_Dataset entries:_
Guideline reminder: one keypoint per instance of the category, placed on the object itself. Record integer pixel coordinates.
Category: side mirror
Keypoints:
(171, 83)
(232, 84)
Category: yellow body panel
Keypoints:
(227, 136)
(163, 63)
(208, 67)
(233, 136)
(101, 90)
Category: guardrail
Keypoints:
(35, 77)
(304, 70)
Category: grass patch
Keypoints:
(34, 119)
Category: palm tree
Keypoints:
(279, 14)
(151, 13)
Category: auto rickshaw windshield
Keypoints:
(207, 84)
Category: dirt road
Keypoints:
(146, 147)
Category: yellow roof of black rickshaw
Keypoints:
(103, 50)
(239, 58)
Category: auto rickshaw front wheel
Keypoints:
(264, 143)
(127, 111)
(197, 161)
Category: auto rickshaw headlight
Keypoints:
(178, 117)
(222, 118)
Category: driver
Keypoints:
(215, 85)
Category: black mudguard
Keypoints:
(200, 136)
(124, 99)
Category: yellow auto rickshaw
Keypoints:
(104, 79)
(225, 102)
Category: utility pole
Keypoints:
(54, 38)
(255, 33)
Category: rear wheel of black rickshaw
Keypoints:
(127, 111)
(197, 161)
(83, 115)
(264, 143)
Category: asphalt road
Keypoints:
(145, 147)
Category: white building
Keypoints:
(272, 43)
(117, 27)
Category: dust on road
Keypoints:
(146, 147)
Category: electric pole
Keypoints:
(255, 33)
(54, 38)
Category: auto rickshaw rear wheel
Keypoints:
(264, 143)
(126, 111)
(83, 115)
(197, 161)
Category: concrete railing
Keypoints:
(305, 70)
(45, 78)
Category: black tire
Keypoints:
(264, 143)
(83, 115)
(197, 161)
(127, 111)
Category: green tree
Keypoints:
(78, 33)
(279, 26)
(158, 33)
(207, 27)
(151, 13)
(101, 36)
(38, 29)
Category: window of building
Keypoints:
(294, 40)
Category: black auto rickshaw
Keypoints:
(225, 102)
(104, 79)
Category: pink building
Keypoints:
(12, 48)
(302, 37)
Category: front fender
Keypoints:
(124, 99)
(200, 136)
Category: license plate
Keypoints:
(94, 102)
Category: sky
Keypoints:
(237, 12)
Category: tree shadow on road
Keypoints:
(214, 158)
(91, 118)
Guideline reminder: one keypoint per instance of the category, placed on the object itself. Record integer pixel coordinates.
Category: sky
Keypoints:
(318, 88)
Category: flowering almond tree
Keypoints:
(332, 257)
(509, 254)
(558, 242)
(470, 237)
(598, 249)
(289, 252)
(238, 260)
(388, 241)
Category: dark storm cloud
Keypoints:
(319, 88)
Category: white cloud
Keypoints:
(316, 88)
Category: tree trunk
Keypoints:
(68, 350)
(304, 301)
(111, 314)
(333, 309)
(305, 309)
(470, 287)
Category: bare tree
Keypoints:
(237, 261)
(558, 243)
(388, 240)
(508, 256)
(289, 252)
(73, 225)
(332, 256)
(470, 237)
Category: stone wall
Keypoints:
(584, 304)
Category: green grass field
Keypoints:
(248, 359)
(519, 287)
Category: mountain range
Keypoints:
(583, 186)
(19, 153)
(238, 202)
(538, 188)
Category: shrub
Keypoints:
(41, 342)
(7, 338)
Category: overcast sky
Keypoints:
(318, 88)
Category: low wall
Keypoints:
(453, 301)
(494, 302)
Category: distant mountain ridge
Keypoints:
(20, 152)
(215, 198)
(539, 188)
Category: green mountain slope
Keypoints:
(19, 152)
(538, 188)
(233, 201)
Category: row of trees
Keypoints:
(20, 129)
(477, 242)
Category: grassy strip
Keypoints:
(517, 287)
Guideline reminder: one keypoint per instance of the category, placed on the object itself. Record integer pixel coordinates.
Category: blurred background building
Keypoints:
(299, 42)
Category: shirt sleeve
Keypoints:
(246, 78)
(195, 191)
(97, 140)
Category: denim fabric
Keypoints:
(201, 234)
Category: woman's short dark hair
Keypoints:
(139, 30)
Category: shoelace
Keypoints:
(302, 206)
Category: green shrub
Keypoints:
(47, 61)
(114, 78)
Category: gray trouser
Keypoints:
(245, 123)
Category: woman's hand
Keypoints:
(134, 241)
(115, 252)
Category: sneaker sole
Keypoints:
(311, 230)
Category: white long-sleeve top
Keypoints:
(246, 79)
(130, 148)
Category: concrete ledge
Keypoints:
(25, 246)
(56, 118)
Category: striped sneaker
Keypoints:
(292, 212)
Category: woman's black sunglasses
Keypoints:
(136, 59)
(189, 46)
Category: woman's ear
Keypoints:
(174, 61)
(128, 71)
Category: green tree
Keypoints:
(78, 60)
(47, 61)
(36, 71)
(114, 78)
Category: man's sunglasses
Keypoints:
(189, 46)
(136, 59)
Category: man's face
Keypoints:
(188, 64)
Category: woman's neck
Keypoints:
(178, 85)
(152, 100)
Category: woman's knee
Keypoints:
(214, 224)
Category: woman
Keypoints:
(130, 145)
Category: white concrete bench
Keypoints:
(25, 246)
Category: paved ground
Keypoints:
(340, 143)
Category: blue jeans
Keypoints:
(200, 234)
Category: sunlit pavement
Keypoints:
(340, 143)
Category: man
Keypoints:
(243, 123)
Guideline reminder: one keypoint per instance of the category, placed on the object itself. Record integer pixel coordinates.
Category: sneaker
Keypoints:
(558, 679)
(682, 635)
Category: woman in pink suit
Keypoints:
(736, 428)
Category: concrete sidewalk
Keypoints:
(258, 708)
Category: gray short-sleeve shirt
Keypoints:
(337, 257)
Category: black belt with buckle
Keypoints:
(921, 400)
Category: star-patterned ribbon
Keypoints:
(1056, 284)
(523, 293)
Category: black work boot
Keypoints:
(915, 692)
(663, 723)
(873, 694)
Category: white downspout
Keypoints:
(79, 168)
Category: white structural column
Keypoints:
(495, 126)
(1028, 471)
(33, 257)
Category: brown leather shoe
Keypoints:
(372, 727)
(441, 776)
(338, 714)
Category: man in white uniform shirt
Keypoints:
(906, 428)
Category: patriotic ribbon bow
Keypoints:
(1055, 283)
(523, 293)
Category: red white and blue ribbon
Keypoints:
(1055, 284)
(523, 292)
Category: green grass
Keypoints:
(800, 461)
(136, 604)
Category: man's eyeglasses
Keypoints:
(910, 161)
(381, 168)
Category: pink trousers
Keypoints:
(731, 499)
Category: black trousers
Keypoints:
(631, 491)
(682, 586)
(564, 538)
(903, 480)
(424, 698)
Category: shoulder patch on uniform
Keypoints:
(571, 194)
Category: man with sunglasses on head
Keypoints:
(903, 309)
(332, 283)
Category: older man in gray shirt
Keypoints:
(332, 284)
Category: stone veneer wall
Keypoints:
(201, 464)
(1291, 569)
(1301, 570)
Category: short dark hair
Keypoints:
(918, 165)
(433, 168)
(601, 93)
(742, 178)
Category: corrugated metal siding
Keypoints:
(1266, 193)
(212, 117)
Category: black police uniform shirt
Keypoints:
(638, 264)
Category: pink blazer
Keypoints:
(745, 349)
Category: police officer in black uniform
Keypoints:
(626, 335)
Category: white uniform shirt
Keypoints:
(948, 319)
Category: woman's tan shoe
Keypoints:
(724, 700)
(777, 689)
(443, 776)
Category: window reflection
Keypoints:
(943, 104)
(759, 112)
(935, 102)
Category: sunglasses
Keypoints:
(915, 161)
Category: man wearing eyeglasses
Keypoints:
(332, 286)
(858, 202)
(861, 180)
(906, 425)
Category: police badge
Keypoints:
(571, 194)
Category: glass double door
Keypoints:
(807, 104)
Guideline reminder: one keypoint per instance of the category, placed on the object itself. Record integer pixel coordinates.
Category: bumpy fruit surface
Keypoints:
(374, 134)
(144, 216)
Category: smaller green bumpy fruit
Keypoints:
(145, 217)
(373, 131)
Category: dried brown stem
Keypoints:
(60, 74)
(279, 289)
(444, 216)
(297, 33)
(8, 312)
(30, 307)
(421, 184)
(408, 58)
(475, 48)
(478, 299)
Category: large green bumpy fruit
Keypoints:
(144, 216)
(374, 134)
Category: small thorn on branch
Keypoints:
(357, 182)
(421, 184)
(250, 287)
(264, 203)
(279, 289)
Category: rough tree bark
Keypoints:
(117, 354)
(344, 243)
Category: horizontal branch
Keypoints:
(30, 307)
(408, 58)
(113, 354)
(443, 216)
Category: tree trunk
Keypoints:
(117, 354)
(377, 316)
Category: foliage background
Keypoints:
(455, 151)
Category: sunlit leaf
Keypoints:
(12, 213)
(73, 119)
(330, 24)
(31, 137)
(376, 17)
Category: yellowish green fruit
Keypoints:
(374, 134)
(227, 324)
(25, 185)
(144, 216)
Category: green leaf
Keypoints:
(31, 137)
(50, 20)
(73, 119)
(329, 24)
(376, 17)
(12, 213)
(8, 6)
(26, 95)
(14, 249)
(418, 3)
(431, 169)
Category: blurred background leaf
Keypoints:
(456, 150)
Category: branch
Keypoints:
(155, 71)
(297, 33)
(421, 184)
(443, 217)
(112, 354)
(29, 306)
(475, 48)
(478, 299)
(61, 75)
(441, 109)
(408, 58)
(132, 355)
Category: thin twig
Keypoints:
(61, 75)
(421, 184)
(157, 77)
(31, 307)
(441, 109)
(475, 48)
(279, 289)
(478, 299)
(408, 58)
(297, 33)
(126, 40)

_WORK TASK:_ Restate word for word only the lines above from the line containing "Category: asphalt road" to the line containing "Category: denim fabric", both of them included.

_YOUR SOLUTION:_
Category: asphalt road
Keypoints:
(145, 147)
Category: white building
Keypoints:
(272, 43)
(117, 27)
Category: dust on road
Keypoints:
(146, 147)
Category: electric pole
Keypoints:
(255, 33)
(54, 38)
Category: auto rickshaw rear wheel
Keypoints:
(264, 143)
(126, 111)
(83, 115)
(197, 161)
Category: concrete railing
Keypoints:
(305, 70)
(45, 78)
Category: black tire
Keypoints:
(264, 143)
(83, 115)
(197, 161)
(127, 111)
Category: green tree
Keypoints:
(78, 33)
(279, 26)
(158, 33)
(207, 27)
(151, 13)
(101, 36)
(38, 29)
Category: window of building
Keypoints:
(294, 40)
Category: black auto rickshaw
Keypoints:
(225, 102)
(104, 79)
Category: pink building
Keypoints:
(12, 48)
(302, 37)
Category: front fender
Keypoints:
(124, 99)
(200, 136)
Category: license plate
Keypoints:
(94, 102)
Category: sky
Keypoints:
(237, 12)
Category: tree shadow on road
Keypoints:
(214, 158)
(91, 118)
Guideline reminder: one keypoint per instance of the category, placed on the object itself. Record integer pixel coordinates.
Category: sky
Keypoints:
(318, 88)
Category: flowering almond tree
Keypoints:
(332, 257)
(509, 254)
(558, 242)
(470, 237)
(598, 249)
(289, 252)
(238, 260)
(388, 241)
Category: dark storm cloud
Keypoints:
(319, 88)
Category: white cloud
Keypoints:
(316, 88)
Category: tree trunk
Keypoints:
(68, 350)
(304, 301)
(111, 314)
(333, 309)
(305, 309)
(470, 287)
Category: bare tree
Keypoints:
(237, 261)
(558, 243)
(388, 240)
(508, 256)
(289, 252)
(73, 225)
(332, 256)
(470, 237)
Category: stone wall
Keypoints:
(584, 304)
Category: green grass field
Keypoints:
(248, 359)
(519, 287)
Category: mountain range
Keypoints:
(583, 186)
(19, 153)
(238, 202)
(538, 188)
Category: shrub
Keypoints:
(41, 342)
(7, 338)
Category: overcast sky
Keypoints:
(318, 88)
Category: low wall
Keypoints:
(453, 301)
(494, 302)
Category: distant mountain ridge
Keypoints:
(20, 152)
(215, 198)
(539, 188)
Category: green mountain slope
Keypoints:
(19, 152)
(538, 188)
(233, 201)
Category: row of trees
Keypoints:
(20, 129)
(477, 242)
Category: grassy strip
Keypoints:
(517, 287)
Guideline reminder: one keypoint per instance of the category, placed on the object itself. Record integer pixel coordinates.
Category: blurred background building
Keypoints:
(299, 42)
Category: shirt sleeve
Keypoints:
(246, 78)
(195, 191)
(97, 140)
Category: denim fabric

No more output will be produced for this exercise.